[Source data]

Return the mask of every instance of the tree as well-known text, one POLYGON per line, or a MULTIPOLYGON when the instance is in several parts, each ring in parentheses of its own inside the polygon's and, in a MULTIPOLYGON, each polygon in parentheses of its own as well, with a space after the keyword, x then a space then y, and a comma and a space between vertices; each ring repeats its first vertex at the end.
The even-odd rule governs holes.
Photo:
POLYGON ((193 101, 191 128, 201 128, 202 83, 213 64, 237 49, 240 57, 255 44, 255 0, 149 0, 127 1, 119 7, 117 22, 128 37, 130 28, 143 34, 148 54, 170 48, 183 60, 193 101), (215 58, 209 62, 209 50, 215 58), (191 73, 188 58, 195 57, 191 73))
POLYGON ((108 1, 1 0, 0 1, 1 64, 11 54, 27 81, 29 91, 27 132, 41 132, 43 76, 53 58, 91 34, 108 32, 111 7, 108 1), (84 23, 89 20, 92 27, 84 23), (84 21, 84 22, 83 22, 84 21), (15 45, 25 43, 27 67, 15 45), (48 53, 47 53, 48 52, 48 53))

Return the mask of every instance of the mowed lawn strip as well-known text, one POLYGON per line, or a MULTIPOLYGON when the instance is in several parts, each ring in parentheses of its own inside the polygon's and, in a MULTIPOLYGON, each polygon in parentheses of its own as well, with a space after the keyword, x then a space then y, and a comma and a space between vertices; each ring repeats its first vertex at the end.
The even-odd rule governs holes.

WHAT IS ASKED: Please set down all of the lines in the source data above, reproducing each one character for character.

THE OUTPUT:
Return the mask of every instance of the tree as well-known text, one POLYGON per line, or a MULTIPOLYGON when the instance is in several parts, each ring in parentheses of its own inside the polygon's and, in a MULTIPOLYGON, each polygon in parentheses of its own as well, with a space after the keyword, x then a space then y, and a comma and a space between vertices; each ring repeats its first vertex at the end.
The even-odd rule governs holes.
Photo:
POLYGON ((193 101, 191 128, 201 128, 202 83, 213 64, 237 49, 240 57, 255 44, 255 0, 149 0, 127 1, 119 7, 117 22, 128 37, 130 28, 143 34, 148 54, 170 48, 183 60, 193 101), (215 58, 209 62, 209 50, 215 58), (191 73, 188 58, 195 57, 191 73))
POLYGON ((108 1, 1 0, 0 1, 1 64, 11 54, 27 81, 29 91, 27 132, 41 132, 43 76, 53 58, 91 34, 108 32, 111 7, 108 1), (84 23, 89 20, 92 27, 84 23), (84 21, 84 22, 83 22, 84 21), (15 45, 25 43, 27 67, 15 45), (48 53, 47 53, 48 52, 48 53))

Return the mask of every instance of the mowed lawn strip as well-known text, one POLYGON per line, or a MULTIPOLYGON when the instance is in several parts, each ring in parentheses of its own inside the polygon's and, in a MULTIPOLYGON, each polygon in parentheses of its own as well, with a space after the keyword, x then a space then y, and a comma and a space between vertices; each ring repeats its first vertex at the end.
The even-odd rule governs holes.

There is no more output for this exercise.